# Problem statement
Scan the records for lines with the string "blue". Say how many there are, and add nothing.

===== Material for the task =====

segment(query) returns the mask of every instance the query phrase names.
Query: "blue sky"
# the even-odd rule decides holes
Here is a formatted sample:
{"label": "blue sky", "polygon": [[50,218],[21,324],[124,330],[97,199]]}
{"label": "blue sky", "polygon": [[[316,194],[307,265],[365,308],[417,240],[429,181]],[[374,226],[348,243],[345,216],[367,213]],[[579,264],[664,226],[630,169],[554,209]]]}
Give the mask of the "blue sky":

=====
===== Material for the task =====

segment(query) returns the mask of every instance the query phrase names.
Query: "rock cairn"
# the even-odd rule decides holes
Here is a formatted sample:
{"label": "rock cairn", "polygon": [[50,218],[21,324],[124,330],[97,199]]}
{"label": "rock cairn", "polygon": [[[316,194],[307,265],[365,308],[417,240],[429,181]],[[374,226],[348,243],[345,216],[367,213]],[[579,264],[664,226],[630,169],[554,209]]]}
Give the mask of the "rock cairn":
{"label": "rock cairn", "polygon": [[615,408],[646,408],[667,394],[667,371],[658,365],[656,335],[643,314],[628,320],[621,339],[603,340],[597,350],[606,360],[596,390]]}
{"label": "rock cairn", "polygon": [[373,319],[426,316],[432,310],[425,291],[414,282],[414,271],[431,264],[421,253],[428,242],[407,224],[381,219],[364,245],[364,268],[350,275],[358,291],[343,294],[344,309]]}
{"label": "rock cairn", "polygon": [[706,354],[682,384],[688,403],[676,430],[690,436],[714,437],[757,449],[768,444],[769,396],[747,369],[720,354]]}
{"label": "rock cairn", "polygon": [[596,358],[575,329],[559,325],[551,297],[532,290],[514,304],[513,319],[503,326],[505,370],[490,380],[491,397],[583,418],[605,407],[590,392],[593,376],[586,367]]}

=====
===== Material for the task =====

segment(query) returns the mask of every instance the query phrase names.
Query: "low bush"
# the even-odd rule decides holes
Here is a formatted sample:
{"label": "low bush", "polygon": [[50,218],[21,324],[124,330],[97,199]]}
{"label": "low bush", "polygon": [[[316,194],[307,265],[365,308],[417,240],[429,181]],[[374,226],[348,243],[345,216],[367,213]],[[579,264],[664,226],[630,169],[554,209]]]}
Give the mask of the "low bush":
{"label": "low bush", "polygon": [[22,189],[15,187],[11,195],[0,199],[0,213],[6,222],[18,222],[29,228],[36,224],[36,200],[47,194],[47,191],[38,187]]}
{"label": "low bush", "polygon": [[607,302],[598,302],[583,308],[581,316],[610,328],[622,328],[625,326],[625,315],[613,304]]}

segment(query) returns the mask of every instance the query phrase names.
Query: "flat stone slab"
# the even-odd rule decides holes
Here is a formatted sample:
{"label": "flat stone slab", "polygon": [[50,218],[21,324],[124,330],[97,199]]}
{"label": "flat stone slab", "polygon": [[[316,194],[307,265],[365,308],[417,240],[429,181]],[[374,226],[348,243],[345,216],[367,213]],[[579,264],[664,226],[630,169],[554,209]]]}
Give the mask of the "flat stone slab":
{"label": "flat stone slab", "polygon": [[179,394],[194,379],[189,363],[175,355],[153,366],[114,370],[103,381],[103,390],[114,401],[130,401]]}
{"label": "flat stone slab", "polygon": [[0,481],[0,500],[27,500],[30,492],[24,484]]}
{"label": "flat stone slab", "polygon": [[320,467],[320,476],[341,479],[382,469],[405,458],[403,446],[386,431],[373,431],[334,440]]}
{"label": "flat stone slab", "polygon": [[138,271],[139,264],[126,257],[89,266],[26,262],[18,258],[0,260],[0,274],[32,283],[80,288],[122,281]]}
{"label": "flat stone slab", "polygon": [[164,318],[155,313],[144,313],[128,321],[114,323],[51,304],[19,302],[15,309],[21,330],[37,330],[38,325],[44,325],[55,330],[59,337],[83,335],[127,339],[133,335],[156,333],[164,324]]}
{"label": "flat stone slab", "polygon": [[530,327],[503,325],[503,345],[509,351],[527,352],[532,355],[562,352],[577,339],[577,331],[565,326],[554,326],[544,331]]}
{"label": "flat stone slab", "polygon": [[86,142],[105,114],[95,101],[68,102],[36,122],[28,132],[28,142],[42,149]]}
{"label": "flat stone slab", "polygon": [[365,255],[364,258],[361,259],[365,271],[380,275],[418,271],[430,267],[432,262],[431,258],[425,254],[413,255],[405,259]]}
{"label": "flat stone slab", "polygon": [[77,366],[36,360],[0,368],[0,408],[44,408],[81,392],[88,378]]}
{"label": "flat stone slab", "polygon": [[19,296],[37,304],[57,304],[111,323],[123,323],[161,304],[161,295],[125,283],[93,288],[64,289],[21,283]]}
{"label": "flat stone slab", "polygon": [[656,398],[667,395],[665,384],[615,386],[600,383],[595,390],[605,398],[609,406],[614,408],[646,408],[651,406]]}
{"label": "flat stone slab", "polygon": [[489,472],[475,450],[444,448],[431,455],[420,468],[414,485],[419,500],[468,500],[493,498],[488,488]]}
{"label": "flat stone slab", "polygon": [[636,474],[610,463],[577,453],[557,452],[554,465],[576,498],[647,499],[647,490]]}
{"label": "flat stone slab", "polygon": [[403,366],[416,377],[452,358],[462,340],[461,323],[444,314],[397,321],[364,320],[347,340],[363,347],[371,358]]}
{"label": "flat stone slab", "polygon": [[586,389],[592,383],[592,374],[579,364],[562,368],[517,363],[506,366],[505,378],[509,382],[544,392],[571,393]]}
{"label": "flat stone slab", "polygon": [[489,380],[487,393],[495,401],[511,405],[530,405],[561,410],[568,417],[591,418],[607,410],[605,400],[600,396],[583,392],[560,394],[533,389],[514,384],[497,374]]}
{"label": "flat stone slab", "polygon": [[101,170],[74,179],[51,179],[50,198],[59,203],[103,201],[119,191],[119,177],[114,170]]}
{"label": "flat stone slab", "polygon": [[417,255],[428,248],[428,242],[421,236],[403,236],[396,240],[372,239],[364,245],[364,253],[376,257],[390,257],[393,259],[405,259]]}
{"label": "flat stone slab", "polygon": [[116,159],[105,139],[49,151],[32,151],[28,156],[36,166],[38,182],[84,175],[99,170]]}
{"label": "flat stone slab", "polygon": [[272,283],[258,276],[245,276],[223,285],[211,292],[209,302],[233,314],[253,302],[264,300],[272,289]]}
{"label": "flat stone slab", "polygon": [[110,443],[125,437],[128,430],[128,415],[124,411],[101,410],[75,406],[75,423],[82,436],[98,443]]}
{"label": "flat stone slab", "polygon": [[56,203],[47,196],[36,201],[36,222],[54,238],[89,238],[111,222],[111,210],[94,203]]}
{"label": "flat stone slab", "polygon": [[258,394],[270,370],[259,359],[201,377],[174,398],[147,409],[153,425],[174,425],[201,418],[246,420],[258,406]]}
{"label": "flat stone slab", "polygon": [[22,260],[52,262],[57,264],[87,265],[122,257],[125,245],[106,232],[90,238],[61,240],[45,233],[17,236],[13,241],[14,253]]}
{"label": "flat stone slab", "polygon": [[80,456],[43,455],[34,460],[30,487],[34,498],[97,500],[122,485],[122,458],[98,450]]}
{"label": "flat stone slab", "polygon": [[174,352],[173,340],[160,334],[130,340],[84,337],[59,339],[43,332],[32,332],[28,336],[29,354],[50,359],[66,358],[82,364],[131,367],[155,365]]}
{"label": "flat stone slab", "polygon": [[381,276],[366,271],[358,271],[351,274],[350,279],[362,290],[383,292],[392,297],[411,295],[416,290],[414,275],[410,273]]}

=====

# Result below
4